Position annotation records
......
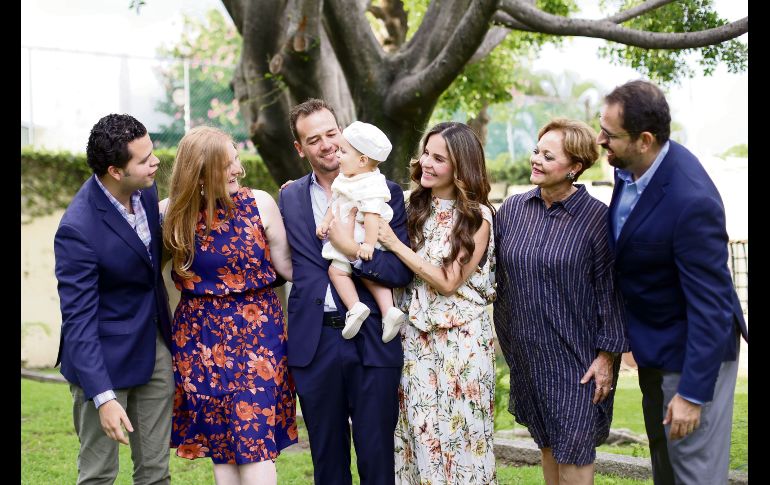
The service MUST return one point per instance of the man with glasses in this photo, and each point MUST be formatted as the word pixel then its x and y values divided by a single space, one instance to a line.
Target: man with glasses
pixel 684 317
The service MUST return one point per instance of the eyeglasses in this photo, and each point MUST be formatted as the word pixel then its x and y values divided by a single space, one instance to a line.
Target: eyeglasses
pixel 610 136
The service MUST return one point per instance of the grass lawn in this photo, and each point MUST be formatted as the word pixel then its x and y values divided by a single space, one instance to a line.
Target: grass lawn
pixel 49 445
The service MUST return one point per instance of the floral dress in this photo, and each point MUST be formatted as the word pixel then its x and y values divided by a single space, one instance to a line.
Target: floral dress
pixel 234 400
pixel 447 393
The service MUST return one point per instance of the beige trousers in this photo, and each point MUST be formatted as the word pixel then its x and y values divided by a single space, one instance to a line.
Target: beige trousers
pixel 149 409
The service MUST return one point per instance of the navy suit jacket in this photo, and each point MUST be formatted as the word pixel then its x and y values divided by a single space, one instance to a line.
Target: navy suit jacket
pixel 671 262
pixel 310 275
pixel 112 296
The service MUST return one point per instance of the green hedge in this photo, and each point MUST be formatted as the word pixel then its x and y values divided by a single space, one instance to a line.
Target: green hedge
pixel 49 179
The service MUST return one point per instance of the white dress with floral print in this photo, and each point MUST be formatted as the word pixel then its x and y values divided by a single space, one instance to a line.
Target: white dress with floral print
pixel 447 393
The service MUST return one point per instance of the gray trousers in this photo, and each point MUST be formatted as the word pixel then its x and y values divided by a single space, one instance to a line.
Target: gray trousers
pixel 149 409
pixel 702 457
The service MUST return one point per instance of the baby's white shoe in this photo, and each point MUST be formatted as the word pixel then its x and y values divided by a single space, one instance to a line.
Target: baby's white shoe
pixel 354 318
pixel 391 323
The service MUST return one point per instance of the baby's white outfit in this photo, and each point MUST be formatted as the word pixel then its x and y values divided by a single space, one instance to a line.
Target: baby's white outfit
pixel 368 192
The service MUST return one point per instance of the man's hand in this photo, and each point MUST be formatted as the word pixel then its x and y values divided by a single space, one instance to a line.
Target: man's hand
pixel 341 233
pixel 684 417
pixel 601 371
pixel 322 231
pixel 111 415
pixel 365 251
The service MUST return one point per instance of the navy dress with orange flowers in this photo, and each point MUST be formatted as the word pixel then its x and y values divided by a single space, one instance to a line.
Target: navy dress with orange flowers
pixel 235 400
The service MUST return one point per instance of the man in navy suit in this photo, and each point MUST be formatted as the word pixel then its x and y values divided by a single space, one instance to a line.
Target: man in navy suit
pixel 115 334
pixel 337 379
pixel 684 317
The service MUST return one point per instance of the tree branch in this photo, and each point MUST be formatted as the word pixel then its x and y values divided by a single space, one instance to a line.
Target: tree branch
pixel 358 52
pixel 411 91
pixel 625 15
pixel 602 29
pixel 502 18
pixel 493 38
pixel 393 17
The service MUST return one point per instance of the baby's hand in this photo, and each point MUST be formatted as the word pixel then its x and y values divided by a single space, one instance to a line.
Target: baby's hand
pixel 365 251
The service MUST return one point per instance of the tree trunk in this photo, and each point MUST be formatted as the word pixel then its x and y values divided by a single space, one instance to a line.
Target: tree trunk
pixel 297 49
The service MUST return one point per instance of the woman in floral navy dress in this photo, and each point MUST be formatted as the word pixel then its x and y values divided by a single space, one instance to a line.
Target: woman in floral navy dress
pixel 234 401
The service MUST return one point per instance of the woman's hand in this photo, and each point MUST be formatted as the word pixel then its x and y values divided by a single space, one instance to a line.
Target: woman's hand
pixel 386 236
pixel 601 371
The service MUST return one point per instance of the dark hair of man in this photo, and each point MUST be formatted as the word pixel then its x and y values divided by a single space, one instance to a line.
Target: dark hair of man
pixel 306 109
pixel 644 108
pixel 108 142
pixel 471 187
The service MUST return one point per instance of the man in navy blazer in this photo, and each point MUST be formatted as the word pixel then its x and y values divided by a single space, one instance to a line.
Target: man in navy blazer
pixel 115 334
pixel 684 317
pixel 337 379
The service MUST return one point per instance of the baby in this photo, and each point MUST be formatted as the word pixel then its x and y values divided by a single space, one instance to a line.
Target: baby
pixel 361 185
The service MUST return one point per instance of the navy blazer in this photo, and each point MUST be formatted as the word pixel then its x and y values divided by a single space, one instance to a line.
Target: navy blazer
pixel 310 275
pixel 671 261
pixel 112 296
......
◆ INSTRUCTIONS TO FOLLOW ◆
Copy every row above word for word, leaving the pictures out.

◆ EXERCISE ANSWER ◆
The service MUST return one point per instance of the man with glasses in this photo, and each point MUST be formatted as the word pixel then its x and y values divided by a single space, one instance to a line.
Target: man with glasses
pixel 684 317
The service MUST return one point per instance of the eyeglasses in this photo, and each point MUST be formatted as the word pixel then its x and y values divided by a single space, one instance to a line.
Target: eyeglasses
pixel 610 136
The service MUST return one point per instance of the grass lawn in this photo, and each point MUST be formatted as the word pixel then its x and y values divided by a single space, one instance to a line.
Target: grass lawn
pixel 49 445
The service MUST return one point per instance of the floral dress in this photo, and each point MUST be formatted as the word pixel then its x and y values divided by a single space, one instance to a line.
Target: floral dress
pixel 234 400
pixel 447 393
The service MUST return one point per instance of the beige trousers in this photo, and each point MUST be formatted as the word pixel then its x and y values divided by a single space, one instance to a line.
Target: beige trousers
pixel 149 409
The service MUST return one point per instance of the navy suit jacket in this photo, and each point MUST be formatted as the word pixel then its x and y values divided by a single space, one instance to a line.
Target: navy suit jacket
pixel 671 262
pixel 310 275
pixel 112 296
The service MUST return one point per instance of the green hedge in this photo, and each point MUST be formatted as the word pixel then its x and y values divided by a single space, one instance to a line.
Target: green hedge
pixel 49 179
The service MUST return one point per instance of the white dress with floral print in this photo, and each point MUST be formatted as the word pixel then its x and y values divided by a single space, one instance to a line.
Target: white dress with floral print
pixel 447 393
The service MUST return one point per instance of the gray trousers in this photo, and each point MUST be formatted as the word pixel then its x and y values divided by a single space, one instance to a line.
Target: gray trousers
pixel 149 409
pixel 702 457
The service MUST return one point per instance of the baby's white shoe in this photo, and each point MUST be formatted as the word pixel then its x and y values divided by a single space, one instance to a line.
Target: baby's white shoe
pixel 354 318
pixel 391 323
The service MUST return one point per instance of the baby's white outfit in this photo, and each point MUST be formatted as the word pixel then its x and y values divided by a single space, one instance to a line.
Target: baby's white outfit
pixel 368 192
The service MUST return one point per instance of the man's hand in this photo, and each point MUST be formatted as the word pixel then its x and y values divided by a single space, one instance to a line.
Target: man's hand
pixel 341 233
pixel 684 417
pixel 601 371
pixel 322 231
pixel 111 415
pixel 365 251
The service MUST return one point per instance of the navy dress with orange flowers in this photo, and each point MUST be formatted as the word pixel then its x and y values divided by a single space, one instance to a line.
Target: navy dress with orange flowers
pixel 235 400
The service MUST return one point per instance of the man in navy suit in this photo, and each point MUST be formatted as the word pixel then its x and y values divided by a single space, one instance to a line.
Target: man in navy suit
pixel 115 334
pixel 337 379
pixel 684 317
The service MUST return one point per instance of the tree branch in this photo, and each point MUST be formatted as the word pixel then its x and y values divided by a single space, one instance to a line.
Target: tree branch
pixel 358 52
pixel 411 91
pixel 625 15
pixel 602 29
pixel 502 18
pixel 493 38
pixel 393 17
The service MUST return one point per instance of the baby's hand in this photo, and each point MUST be formatted as the word pixel then its x and y values divided by a single space, one instance to a line.
Target: baby's hand
pixel 365 251
The service MUST return one point per instance of the tree trunk in this photo, and each point MUST be formatted as the word pixel then its x and y values divided by a single space, one instance to a line.
Target: tree trunk
pixel 297 49
The service MUST return one point per instance of the woman in floral navy dress in this photo, and each point MUST be formatted as the word pixel then its x and y values divided by a single space, one instance to a line.
Target: woman in floral navy dress
pixel 234 401
The service MUST return one point per instance of the woman's hand in this photo, and each point MUST be formatted as the word pixel then its x and y values divided by a single space, one instance to a line.
Target: woman's hand
pixel 386 236
pixel 601 371
The service MUST return one point per instance of the dark hair of man in this photo, and each point MUST be formatted as the word pixel then its x and y values divided by a single space, one instance to a line.
Target: dark hair of man
pixel 306 109
pixel 644 108
pixel 108 142
pixel 471 187
The service MUST return one point per instance of the man in navy blazer in this photo, and each point MUST be formatted as the word pixel then its x and y values divided by a single space, one instance to a line.
Target: man in navy blazer
pixel 115 334
pixel 684 317
pixel 337 379
The service MUST return one point per instance of the baby in this photo, and each point MUST be formatted as the word pixel then its x and y values divided by a single space, one instance to a line.
Target: baby
pixel 361 185
The service MUST return one point per instance of the navy blazer in this photo, and each point MUST be formatted as the word pixel then its x and y values divided by a single space, one instance to a line.
Target: navy blazer
pixel 310 275
pixel 671 261
pixel 112 296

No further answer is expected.